■ ASSIGNMENT
In full and without alteration, reproduce every record.

Segment Start: DATASET RECORDS

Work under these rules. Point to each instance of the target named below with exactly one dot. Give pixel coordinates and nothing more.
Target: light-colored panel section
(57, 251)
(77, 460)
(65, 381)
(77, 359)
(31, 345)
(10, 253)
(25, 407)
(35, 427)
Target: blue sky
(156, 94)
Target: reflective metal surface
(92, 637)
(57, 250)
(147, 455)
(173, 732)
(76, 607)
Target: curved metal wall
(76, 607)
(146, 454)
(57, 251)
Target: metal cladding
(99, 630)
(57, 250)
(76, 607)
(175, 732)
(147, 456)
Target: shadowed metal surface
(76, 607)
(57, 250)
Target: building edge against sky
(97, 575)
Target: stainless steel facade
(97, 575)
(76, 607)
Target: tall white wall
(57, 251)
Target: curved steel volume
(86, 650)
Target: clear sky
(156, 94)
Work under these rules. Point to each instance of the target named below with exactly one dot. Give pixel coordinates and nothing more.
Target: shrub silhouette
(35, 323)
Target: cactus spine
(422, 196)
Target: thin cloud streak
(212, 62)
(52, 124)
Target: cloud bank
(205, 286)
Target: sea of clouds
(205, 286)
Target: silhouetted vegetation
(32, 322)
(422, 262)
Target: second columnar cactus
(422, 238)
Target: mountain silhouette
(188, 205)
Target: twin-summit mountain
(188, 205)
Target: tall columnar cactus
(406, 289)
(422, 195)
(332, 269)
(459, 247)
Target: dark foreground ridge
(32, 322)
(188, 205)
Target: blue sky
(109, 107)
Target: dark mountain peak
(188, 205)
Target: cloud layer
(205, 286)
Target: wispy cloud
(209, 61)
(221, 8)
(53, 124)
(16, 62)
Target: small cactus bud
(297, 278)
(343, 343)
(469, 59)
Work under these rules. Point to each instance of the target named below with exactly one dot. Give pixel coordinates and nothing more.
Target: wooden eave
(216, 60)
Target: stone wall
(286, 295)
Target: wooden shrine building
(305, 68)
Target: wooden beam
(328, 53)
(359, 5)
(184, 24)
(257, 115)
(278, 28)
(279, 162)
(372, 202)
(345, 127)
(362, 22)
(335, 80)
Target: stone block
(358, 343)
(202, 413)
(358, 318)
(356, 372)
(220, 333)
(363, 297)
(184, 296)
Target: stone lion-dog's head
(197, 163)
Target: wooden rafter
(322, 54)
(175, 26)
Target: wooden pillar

Segment End: DATASET RECORDS

■ RESULT OF THIS EXERCISE
Work under these rules. Point to each instance of the target named below with exactly one dot. Give pixel coordinates and nothing more.
Target: light-colored panel section
(57, 251)
(77, 460)
(65, 381)
(77, 359)
(31, 345)
(10, 253)
(25, 407)
(35, 427)
Target: blue sky
(156, 94)
Target: reflective metal surface
(92, 637)
(57, 250)
(147, 455)
(173, 732)
(76, 607)
Target: curved metal wall
(76, 607)
(146, 454)
(57, 251)
Target: metal cladding
(99, 630)
(57, 250)
(76, 607)
(175, 732)
(147, 456)
Target: shadowed metal surface
(76, 607)
(57, 250)
Target: building edge against sky
(97, 575)
Target: stainless steel facade
(97, 575)
(76, 607)
Target: tall white wall
(57, 251)
Target: curved steel volume
(86, 650)
Target: clear sky
(156, 94)
Work under these rules. Point to each instance of the target named below with exactly one dot. Give pixel coordinates and nothing more.
Target: shrub silhouette
(35, 323)
Target: cactus spine
(422, 196)
Target: thin cloud streak
(212, 62)
(52, 124)
Target: cloud bank
(205, 286)
Target: sea of clouds
(205, 286)
Target: silhouetted vegetation
(32, 322)
(422, 262)
Target: second columnar cactus
(422, 238)
Target: mountain silhouette
(188, 205)
Target: twin-summit mountain
(188, 205)
Target: tall columnar cactus
(406, 289)
(422, 195)
(332, 269)
(459, 247)
Target: dark foreground ridge
(32, 322)
(188, 205)
Target: blue sky
(109, 107)
Target: dark mountain peak
(188, 205)
Target: cloud layer
(205, 286)
Target: wispy cloud
(209, 61)
(221, 8)
(53, 124)
(16, 62)
Target: small cactus bud
(297, 278)
(343, 343)
(469, 59)
Work under these rules. Point to each instance of the target named below with exactly one dot. Give pixel coordinates and nothing more.
Target: wooden eave
(216, 60)
Target: stone wall
(286, 295)
Target: wooden shrine building
(305, 68)
Target: wooden beam
(328, 53)
(359, 5)
(184, 24)
(257, 115)
(278, 28)
(279, 162)
(372, 202)
(345, 127)
(362, 22)
(335, 80)
Target: stone block
(358, 343)
(202, 413)
(358, 318)
(356, 372)
(220, 333)
(363, 297)
(184, 296)
Target: stone lion-dog's head
(197, 163)
Target: wooden rafter
(322, 54)
(175, 26)
Target: wooden pillar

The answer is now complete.